Task prompt >> Update the material below by replacing "driver side mirror" with "wing mirror" wherever it appears, changing nothing else. Leave the pictures out of your answer.

Supplied records >>

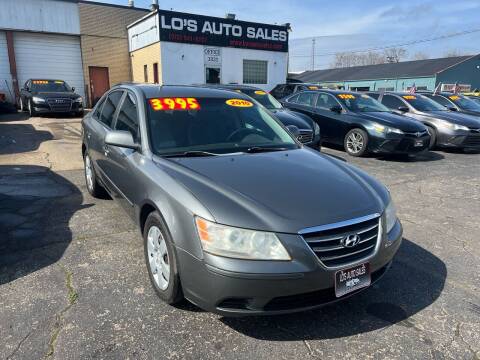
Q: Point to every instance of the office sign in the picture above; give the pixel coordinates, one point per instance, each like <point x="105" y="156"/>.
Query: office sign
<point x="211" y="31"/>
<point x="213" y="56"/>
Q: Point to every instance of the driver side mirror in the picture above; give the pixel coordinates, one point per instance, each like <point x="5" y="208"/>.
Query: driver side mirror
<point x="121" y="139"/>
<point x="293" y="130"/>
<point x="336" y="108"/>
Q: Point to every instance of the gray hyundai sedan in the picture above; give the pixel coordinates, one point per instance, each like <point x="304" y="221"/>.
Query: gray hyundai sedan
<point x="236" y="215"/>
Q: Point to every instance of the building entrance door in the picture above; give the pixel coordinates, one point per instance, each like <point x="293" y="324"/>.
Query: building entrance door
<point x="212" y="75"/>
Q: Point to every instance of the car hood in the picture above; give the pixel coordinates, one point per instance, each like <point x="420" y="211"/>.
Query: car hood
<point x="394" y="120"/>
<point x="282" y="191"/>
<point x="456" y="118"/>
<point x="49" y="95"/>
<point x="288" y="117"/>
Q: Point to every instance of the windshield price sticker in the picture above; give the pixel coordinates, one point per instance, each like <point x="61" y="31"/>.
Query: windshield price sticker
<point x="346" y="96"/>
<point x="174" y="104"/>
<point x="239" y="103"/>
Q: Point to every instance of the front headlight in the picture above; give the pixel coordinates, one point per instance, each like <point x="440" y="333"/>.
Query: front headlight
<point x="239" y="243"/>
<point x="38" y="100"/>
<point x="390" y="216"/>
<point x="386" y="129"/>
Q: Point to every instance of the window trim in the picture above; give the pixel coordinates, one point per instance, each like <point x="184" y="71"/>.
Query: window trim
<point x="117" y="111"/>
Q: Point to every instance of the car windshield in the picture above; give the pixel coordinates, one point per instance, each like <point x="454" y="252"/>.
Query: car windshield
<point x="213" y="125"/>
<point x="50" y="86"/>
<point x="423" y="103"/>
<point x="263" y="98"/>
<point x="464" y="103"/>
<point x="361" y="103"/>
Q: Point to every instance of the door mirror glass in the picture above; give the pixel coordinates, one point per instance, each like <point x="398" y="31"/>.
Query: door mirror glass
<point x="293" y="130"/>
<point x="336" y="108"/>
<point x="121" y="139"/>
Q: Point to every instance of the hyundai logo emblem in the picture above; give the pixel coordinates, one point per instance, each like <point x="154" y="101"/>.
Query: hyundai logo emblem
<point x="351" y="240"/>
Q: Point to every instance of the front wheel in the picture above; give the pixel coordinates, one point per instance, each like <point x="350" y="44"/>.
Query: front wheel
<point x="161" y="260"/>
<point x="356" y="142"/>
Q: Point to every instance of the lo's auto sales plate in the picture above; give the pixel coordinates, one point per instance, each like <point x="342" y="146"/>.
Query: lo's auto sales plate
<point x="351" y="279"/>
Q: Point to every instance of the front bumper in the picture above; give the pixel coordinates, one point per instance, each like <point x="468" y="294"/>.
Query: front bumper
<point x="464" y="140"/>
<point x="233" y="287"/>
<point x="399" y="145"/>
<point x="60" y="108"/>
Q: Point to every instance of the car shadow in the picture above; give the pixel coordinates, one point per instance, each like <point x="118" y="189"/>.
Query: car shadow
<point x="21" y="138"/>
<point x="415" y="280"/>
<point x="36" y="206"/>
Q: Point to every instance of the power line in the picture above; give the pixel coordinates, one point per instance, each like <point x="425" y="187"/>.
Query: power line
<point x="414" y="42"/>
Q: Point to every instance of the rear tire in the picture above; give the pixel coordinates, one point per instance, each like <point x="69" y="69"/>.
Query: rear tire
<point x="356" y="142"/>
<point x="93" y="186"/>
<point x="161" y="260"/>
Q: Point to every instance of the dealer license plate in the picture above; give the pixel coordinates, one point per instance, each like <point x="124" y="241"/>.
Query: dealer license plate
<point x="351" y="279"/>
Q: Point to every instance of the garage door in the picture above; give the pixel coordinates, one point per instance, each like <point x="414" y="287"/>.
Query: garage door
<point x="49" y="57"/>
<point x="5" y="78"/>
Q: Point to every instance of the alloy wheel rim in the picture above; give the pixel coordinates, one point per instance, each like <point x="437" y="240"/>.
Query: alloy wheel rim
<point x="89" y="172"/>
<point x="158" y="257"/>
<point x="355" y="142"/>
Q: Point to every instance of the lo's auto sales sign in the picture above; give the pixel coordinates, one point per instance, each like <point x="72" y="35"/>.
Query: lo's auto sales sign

Exercise result >>
Q: Point to every instance of the office sign in the picture above; give the pixel coordinates, one point per instance, each like <point x="105" y="156"/>.
Query: office sign
<point x="211" y="31"/>
<point x="213" y="56"/>
Q: Point to every instance of the wing mirror in the picture above; give the pixel coordinates, one point per instance, each like <point x="5" y="208"/>.
Query: wing mirror
<point x="121" y="139"/>
<point x="293" y="130"/>
<point x="336" y="108"/>
Q: Point to every instance of the gray hyundai sedan in the picture above; give the pixel coordinates, one point per instance, each like <point x="304" y="221"/>.
Query: gray hyundai sedan
<point x="236" y="215"/>
Q: Point to every instance of the building entrance door in the picture above; give the pixel coordinates, one point per instance, each like <point x="293" y="324"/>.
Query: building entrance door
<point x="212" y="75"/>
Q: Point to every instance of the car hood in the picture above; give the pixel coordinates, one point per instance, each like <point x="420" y="211"/>.
Query: car hood
<point x="394" y="120"/>
<point x="282" y="191"/>
<point x="456" y="118"/>
<point x="49" y="95"/>
<point x="288" y="117"/>
Q: Point to every instance of the windshield price sticker in the picture above; give the pixel coordinates, one point per instance, each like <point x="61" y="31"/>.
Query: windshield price sticker
<point x="346" y="96"/>
<point x="174" y="104"/>
<point x="239" y="103"/>
Q: Point to every instance of the front headlight in the picture above; give the pixel coordinates, one point per instance, each like <point x="440" y="333"/>.
Query: front headlight
<point x="239" y="243"/>
<point x="38" y="100"/>
<point x="390" y="216"/>
<point x="386" y="129"/>
Q: Point to every instance of the window trim in the picture above; give the pixel coordinates, one point per instance, each like <point x="184" y="71"/>.
Query: window trim
<point x="117" y="111"/>
Q: Point to every instance of the car windshield in the picture above; give the pixel coordinates, one point per instance, each like <point x="454" y="252"/>.
Query: car windshield
<point x="213" y="125"/>
<point x="50" y="86"/>
<point x="423" y="103"/>
<point x="263" y="98"/>
<point x="464" y="103"/>
<point x="361" y="103"/>
Q: Point to every instance of the door mirror glass in the picture above; give the pixel coordinates, one point per instance, each like <point x="398" y="31"/>.
Query: door mirror glass
<point x="293" y="130"/>
<point x="336" y="108"/>
<point x="121" y="139"/>
Q: Point to every instance of the hyundai logo emblem in the picture above; give the pixel coordinates, one point per instance, each like <point x="154" y="101"/>.
Query: hyundai logo emblem
<point x="351" y="240"/>
Q: Point to every instance of the front wheel in the picture above; give the pixel coordinates, one point per instance, each like <point x="350" y="44"/>.
Query: front wheel
<point x="161" y="260"/>
<point x="356" y="142"/>
Q: Point to every instance of the lo's auto sales plate in the picture above; give the pixel coordinates, one point per instance, each like <point x="342" y="146"/>.
Query: lo's auto sales plate
<point x="351" y="279"/>
Q: Point to every instance of the front bumper in the picture above; give the pixel coordinates, one point per instance, each like <point x="468" y="294"/>.
Query: front bumper
<point x="464" y="140"/>
<point x="233" y="287"/>
<point x="399" y="145"/>
<point x="60" y="108"/>
Q: Point to every instance of the car shadow in the picture above; give the pixel coordinates, one point per instance, each like <point x="118" y="189"/>.
Query: car shadow
<point x="21" y="138"/>
<point x="415" y="280"/>
<point x="36" y="206"/>
Q: Point to every instance of the power line in the picture above; give the pixel coordinates, one point per instance, each like <point x="425" y="187"/>.
Query: power line
<point x="414" y="42"/>
Q: Point to every instance of the rear tire in the picture above; give the pixel coordinates, one point per instance, each like <point x="69" y="69"/>.
Query: rear tire
<point x="356" y="142"/>
<point x="93" y="186"/>
<point x="161" y="260"/>
Q: Point to every instance of the dealer license plate in the picture above; give the pixel coordinates, one point per instance, each like <point x="124" y="241"/>.
Query: dealer license plate
<point x="351" y="279"/>
Q: Point to every instance of the garage door in the picture above; give the pixel coordinates, one point per instance, each like <point x="414" y="287"/>.
Query: garage door
<point x="49" y="57"/>
<point x="5" y="78"/>
Q: Point to every instance of the alloy wheel rim in the picture above; give the pixel coordinates, one point per instance, each like <point x="437" y="240"/>.
Query: alloy wheel rim
<point x="89" y="172"/>
<point x="158" y="257"/>
<point x="355" y="142"/>
Q: Point to every instance of the lo's auto sales sign in the picture above; give the pixel coordinates, one point per instance, each like <point x="72" y="35"/>.
Query: lo's auto sales sign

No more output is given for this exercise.